▶ _Challenge_
Can you reproduce every one of the entries below word for word, omitting the picture placeholders?

▶ _Records for the task_
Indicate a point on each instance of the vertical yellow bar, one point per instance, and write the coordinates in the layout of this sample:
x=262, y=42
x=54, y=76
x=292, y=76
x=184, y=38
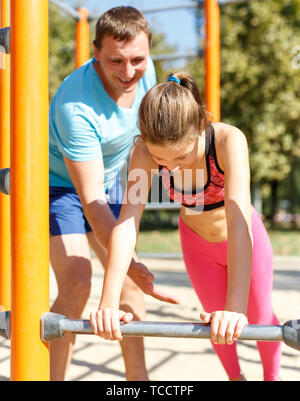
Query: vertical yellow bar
x=212, y=58
x=4, y=163
x=29, y=188
x=82, y=38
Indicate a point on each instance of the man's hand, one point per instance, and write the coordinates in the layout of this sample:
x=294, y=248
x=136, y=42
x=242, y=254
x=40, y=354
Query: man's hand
x=143, y=278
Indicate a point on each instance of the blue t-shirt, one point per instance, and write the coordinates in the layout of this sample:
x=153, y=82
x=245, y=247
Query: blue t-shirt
x=86, y=124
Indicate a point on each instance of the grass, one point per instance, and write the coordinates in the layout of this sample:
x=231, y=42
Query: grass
x=284, y=242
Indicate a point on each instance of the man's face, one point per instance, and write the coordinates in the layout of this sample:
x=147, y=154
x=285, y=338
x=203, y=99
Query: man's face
x=122, y=64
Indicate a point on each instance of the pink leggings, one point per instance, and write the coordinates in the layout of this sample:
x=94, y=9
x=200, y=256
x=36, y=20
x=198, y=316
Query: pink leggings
x=206, y=265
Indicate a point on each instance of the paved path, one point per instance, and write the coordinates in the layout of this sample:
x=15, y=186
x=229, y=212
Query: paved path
x=178, y=359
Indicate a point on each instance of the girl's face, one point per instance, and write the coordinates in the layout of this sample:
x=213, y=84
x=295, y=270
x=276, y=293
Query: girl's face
x=177, y=156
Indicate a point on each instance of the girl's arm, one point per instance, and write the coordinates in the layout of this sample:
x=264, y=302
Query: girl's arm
x=106, y=321
x=233, y=158
x=238, y=216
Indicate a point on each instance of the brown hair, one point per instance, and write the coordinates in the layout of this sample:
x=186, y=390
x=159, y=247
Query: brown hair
x=170, y=109
x=122, y=23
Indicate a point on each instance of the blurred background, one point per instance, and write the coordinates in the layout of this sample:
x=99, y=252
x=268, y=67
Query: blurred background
x=260, y=94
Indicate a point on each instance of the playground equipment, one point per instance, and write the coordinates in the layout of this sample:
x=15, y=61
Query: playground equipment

▶ _Written solution_
Indicate a point on each instance of the vertical yellow bar, one point per instance, and write the coordinates in the layout of this sample:
x=262, y=42
x=54, y=76
x=292, y=76
x=184, y=38
Query: vertical yellow bar
x=212, y=58
x=4, y=163
x=29, y=188
x=82, y=38
Indicate a point on each instance of the man's hand, one point per instance, and write the coordinates in the layout of this sample:
x=294, y=248
x=136, y=42
x=242, y=254
x=40, y=354
Query: man's hand
x=143, y=278
Indicate a point on each instance of the blue t-shirt, one point per instance, and write the coordinates in the layout of this sample:
x=153, y=82
x=245, y=247
Query: blue t-shirt
x=86, y=124
Indicate a point on each instance of the grass, one point per instance, and write the coordinates in the layout of this sample:
x=231, y=42
Query: grass
x=284, y=242
Indicate a point on each instance of the man's face, one point per instance, and write the coordinates in the layout of this sample:
x=147, y=154
x=285, y=338
x=203, y=99
Query: man's face
x=122, y=64
Indicate a point on each instance of the pink leggings, one point per instance, and write the coordinates in the layout of this sample:
x=94, y=9
x=200, y=256
x=36, y=20
x=198, y=316
Query: pink leggings
x=206, y=265
Indicate a point on each instance of the paved path, one point per instance, and write the coordinates in the layout of this sample:
x=15, y=186
x=229, y=212
Query: paved path
x=178, y=359
Indicate a point on each instance of the girl's face, one point per instance, and write the coordinates in the layout of this sample:
x=213, y=84
x=295, y=270
x=276, y=293
Query: girl's face
x=177, y=156
Indicate a point on each instance of the girl's arm, one point per instance, and write the coordinates in the layout of this sample:
x=264, y=302
Query: girl's arm
x=106, y=321
x=233, y=158
x=238, y=216
Indicate a point on each instance of the brown hair, one point per instance, and write the coordinates in the layout of this sample:
x=186, y=390
x=159, y=247
Query: brown hair
x=170, y=109
x=122, y=23
Indicate a point on each instance of the blurred background, one point per instance, and write the coordinates in the layout of this sample:
x=99, y=252
x=268, y=67
Query: blurred background
x=260, y=94
Indicate a point on each instance of the playground equipment, one point per instance, and write the coordinates in the layout of this sample:
x=15, y=61
Query: playground equipment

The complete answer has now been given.